#### TEXT SECTION
See Getting transcription status for information on dynamically getting the transcription details.

In an automatically archived session, the transcription won't be started automatically. You should start a second archive, using the multiArchiveTag option, for the transcription (see Simultaneous archives).

Support for transcriptions is currently available with the Vonage Video REST API and can be enabled and managed through the Vonage Server SDKs.

Getting transcription status

The response for the REST methods for listing archives and retrieving archive information will include hasTranscription and transcription properties:

{
    "id" : "b40ef09b-3811-4726-b508-e41a0f96c68f",
    "event": "archive",
    "createdAt" : 1723584124,
    "duration" : 328,
    "name" : "the archive name",
    "partnerId" : "123456abc",
    "reason" : "",
    "sessionId" : "2_MX40NzIwMzJ-flR1ZSBPERUIDIwMTN-MC45NDQ2MzE2NH4",
    "size" : 18023312,
    "status" : "uploaded",
    "hasTranscription" : true,
    "transcription": {
      "status": "available",
      "url": "URL for downloading the transcription, if available",
      "reason": "The reason for failure, if status is set to failed",
      "hasSummary": true,
      "primaryLanguageCode": "The configured language code"
    }
}

The hasTranscription property is a Boolean, indicating whether transcription is enabled for the archive.

The transcription property an object with the following properties:

status (String) — The status of the transcription, which can be set to one of these:
- "requested" — The hasTranscription property was set to true during the start archive call, but transcription has not started.
- "failed" — The transcription failed. Check the reason property for more information.
- "started" — The transcription is in progress.
- "available" — The transcription is available for download from Vonage. Check the url property.
########
#### DATASET EXCERPTS
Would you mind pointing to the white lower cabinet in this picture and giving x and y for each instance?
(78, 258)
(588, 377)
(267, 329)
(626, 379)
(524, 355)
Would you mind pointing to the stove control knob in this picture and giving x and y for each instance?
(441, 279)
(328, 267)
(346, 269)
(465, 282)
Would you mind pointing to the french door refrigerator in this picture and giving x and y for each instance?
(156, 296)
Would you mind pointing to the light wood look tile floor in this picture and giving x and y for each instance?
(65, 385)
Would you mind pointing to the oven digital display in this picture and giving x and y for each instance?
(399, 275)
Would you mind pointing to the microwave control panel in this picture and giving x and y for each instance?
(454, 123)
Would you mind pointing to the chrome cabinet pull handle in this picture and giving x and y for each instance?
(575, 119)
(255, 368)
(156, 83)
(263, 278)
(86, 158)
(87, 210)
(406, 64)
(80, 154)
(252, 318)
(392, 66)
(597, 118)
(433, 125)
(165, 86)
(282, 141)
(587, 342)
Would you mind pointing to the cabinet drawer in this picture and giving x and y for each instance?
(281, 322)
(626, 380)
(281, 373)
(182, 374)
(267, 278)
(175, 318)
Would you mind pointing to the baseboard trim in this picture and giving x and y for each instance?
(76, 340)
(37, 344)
########
■ WHAT YOU WILL DO ■
[1] Answer these questions from the transcription text.
(a) In an automatically archived session, which option is used to start a second archive for the transcription?
(b) What type of value is the hasTranscription property?
(c) What does the "requested" status mean?
[2] Copy out the transcription text from "The transcription property" up to and including "the url property.".
The data on this page is not needed for this work.

■ OUTPUTS BY TASK ■
[1]
(a) The multiArchiveTag option.
(b) A Boolean.
(c) The hasTranscription property was set to true during the start archive call, but transcription has not started.

[2]
The transcription property an object with the following properties:

status (String) — The status of the transcription, which can be set to one of these:
- "requested" — The hasTranscription property was set to true during the start archive call, but transcription has not started.
- "failed" — The transcription failed. Check the reason property for more information.
- "started" — The transcription is in progress.
- "available" — The transcription is available for download from Vonage. Check the url property.